▶ Directive
Reproduce every line of the following material word for word, in the same order.

####

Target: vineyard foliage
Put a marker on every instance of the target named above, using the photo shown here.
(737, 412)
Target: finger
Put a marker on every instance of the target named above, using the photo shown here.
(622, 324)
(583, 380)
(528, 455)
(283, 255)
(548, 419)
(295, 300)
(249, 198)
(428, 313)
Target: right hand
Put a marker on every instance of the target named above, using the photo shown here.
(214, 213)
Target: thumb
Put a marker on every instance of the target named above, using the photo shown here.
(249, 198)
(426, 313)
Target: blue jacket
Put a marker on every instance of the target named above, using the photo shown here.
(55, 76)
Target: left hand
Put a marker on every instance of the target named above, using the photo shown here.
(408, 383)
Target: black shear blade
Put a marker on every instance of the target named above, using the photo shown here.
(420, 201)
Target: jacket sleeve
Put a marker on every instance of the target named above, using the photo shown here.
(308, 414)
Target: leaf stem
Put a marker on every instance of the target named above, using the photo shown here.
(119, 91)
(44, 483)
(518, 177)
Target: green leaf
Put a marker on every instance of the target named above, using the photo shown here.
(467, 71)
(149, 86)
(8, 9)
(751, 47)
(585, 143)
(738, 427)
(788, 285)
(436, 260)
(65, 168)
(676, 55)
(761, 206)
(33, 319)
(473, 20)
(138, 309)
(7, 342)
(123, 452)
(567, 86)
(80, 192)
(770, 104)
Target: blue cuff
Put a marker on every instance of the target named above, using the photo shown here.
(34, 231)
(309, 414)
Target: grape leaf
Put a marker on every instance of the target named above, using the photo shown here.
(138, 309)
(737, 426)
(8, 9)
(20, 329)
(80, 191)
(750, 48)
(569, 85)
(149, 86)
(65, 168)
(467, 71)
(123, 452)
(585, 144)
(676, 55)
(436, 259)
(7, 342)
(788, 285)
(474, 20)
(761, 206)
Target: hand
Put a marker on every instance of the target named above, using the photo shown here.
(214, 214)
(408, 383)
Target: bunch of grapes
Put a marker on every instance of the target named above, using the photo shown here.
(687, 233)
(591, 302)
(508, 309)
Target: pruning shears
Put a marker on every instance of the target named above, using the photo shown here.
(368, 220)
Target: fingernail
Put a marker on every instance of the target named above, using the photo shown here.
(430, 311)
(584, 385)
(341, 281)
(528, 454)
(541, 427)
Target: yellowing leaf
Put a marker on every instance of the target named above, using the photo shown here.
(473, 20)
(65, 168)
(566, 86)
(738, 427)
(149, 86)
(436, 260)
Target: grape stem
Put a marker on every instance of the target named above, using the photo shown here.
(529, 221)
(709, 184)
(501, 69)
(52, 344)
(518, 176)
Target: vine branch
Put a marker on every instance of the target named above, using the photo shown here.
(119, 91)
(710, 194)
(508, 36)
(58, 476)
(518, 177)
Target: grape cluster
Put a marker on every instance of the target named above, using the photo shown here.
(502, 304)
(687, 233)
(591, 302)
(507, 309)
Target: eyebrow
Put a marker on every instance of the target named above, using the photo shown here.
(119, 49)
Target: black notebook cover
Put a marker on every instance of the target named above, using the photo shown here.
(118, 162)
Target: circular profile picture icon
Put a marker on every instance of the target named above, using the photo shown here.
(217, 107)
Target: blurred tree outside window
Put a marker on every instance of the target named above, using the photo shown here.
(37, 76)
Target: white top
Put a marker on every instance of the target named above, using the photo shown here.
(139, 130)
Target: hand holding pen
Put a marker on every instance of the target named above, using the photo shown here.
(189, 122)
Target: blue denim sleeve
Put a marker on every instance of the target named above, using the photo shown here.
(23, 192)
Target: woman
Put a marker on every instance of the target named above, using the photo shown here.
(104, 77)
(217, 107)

####

▶ Answer in full
Target: vineyard foliage
Put a marker on every instance of the target named above, using the photo shown here.
(737, 412)
Target: finger
Put a marker on every instance of the target named above, using the photo shown here.
(622, 324)
(583, 380)
(528, 455)
(283, 255)
(548, 419)
(295, 300)
(249, 198)
(428, 313)
Target: right hand
Put a marker on every instance of the target named above, using the photo shown here.
(214, 213)
Target: thumb
Put a marker on every instance of the target named above, using the photo shown here.
(249, 198)
(426, 313)
Target: blue jacket
Put a marker on every instance of the target named above, using the photo shown here.
(55, 76)
Target: left hand
Put a marker on every instance of the target named above, using the photo shown here.
(408, 383)
Target: black shear blade
Put a marker on every instance of the target named above, using the photo shown here.
(420, 201)
Target: jacket sleeve
Put a marker on every instance of the target named above, using the photo shown here.
(308, 414)
Target: leaf stem
Put a marker on every instance of the target named above, using the photo shown here.
(119, 91)
(44, 483)
(518, 177)
Target: green leaf
Put a marker on every instance of the target named above, using the photo shown here.
(467, 71)
(149, 86)
(8, 9)
(751, 47)
(585, 143)
(738, 427)
(788, 285)
(436, 260)
(65, 168)
(676, 55)
(761, 206)
(33, 319)
(473, 20)
(138, 309)
(7, 342)
(123, 452)
(567, 86)
(80, 192)
(770, 104)
Target: blue cuff
Put a marker on every instance of the target named above, using the photo shown here.
(34, 231)
(309, 414)
Target: grape leaf
Put a marker on every instance of the target named above, using the photo shown here.
(138, 309)
(737, 426)
(8, 9)
(20, 329)
(80, 191)
(750, 48)
(569, 85)
(149, 86)
(65, 168)
(467, 71)
(123, 452)
(585, 144)
(676, 55)
(436, 259)
(7, 342)
(788, 285)
(474, 20)
(761, 206)
Target: hand
Put a marker on every instance of the target named above, using the photo shown here.
(214, 214)
(408, 383)
Target: bunch of grapes
Put a marker on every instance of the target named above, using the photo shown here.
(687, 233)
(591, 302)
(508, 309)
Target: pruning shears
Put a marker on every instance of the target named above, using the photo shown here.
(368, 220)
Target: fingernail
Put a marker on every instance of the target named above, using the photo shown here.
(430, 311)
(584, 385)
(341, 281)
(528, 454)
(541, 427)
Target: yellowing leaf
Put a marker on every instance of the target named above, using the photo shown here.
(473, 20)
(65, 168)
(566, 86)
(738, 427)
(149, 86)
(436, 260)
Target: grape stem
Put a marker on every instance of the target named above, using the photo shown here.
(529, 221)
(709, 184)
(501, 69)
(52, 344)
(518, 176)
Target: vine branch
Put a marker on every instance of the target named above, using the photo shown here.
(119, 91)
(710, 194)
(508, 36)
(58, 476)
(518, 177)
Target: grape cluster
Put a marker on every instance of the target named above, using the photo shown here.
(502, 304)
(687, 233)
(591, 302)
(507, 309)
Target: eyebrow
Put a marker on every instance of the target named above, using the photo shown here.
(119, 49)
Target: black notebook cover
Put a marker on every instance of the target named above, using the photo shown here.
(118, 162)
Target: circular profile picture icon
Put a marker on every instance of the target named above, using the photo shown here.
(217, 107)
Target: blurred tree outside window
Put a marker on every instance of the target named above, using the photo shown here.
(37, 76)
Target: white top
Put a marker on every instance of the target named above, using the photo shown here.
(139, 130)
Target: hand holding pen
Put a marker on every instance of the target named above, using the photo shown here.
(189, 122)
Target: blue denim sleeve
Put a marker on every instance of the target named above, using the photo shown here.
(23, 192)
Target: woman
Put a marker on every instance of the target named above, using the photo shown here.
(104, 77)
(217, 107)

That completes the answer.